** Start of RECORDED DATA **

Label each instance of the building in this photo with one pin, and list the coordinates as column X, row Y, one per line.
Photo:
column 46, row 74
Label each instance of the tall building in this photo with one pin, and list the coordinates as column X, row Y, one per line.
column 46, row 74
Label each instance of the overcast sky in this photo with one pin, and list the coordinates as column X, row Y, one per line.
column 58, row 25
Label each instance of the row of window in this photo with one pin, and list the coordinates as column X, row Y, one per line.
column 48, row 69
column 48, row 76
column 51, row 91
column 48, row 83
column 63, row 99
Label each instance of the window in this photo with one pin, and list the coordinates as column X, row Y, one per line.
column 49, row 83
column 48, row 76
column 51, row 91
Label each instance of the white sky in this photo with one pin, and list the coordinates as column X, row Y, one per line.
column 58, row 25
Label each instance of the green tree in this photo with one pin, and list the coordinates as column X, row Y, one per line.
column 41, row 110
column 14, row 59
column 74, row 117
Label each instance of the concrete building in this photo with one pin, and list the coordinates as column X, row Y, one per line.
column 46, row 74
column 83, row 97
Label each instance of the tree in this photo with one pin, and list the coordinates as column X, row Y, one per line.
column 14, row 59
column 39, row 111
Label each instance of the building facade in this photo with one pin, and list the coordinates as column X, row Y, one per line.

** End of RECORDED DATA **

EXERCISE BRIEF:
Rewrite the items from the line containing "Label each instance of the overcast" through the line containing "column 74, row 117", both included, as a Markdown table with the columns Index and Entry. Number each line in Index, put its text in Entry, and omit blank lines.

TASK RESULT:
| Index | Entry |
|---|---|
| 1 | Label each instance of the overcast sky in this photo with one pin, and list the coordinates as column X, row Y, one per line. |
| 2 | column 58, row 25 |
| 3 | Label each instance of the row of window in this photo with one pin, and list the coordinates as column X, row Y, one per line. |
| 4 | column 48, row 69 |
| 5 | column 48, row 76 |
| 6 | column 51, row 91 |
| 7 | column 48, row 83 |
| 8 | column 63, row 99 |
| 9 | Label each instance of the window in this photo with one pin, and list the coordinates as column X, row Y, one per line. |
| 10 | column 49, row 83 |
| 11 | column 48, row 76 |
| 12 | column 51, row 91 |
| 13 | Label each instance of the white sky in this photo with one pin, and list the coordinates as column X, row Y, one per line. |
| 14 | column 58, row 25 |
| 15 | Label each instance of the green tree in this photo with one pin, and list the coordinates as column X, row Y, one per line. |
| 16 | column 41, row 110 |
| 17 | column 14, row 59 |
| 18 | column 74, row 117 |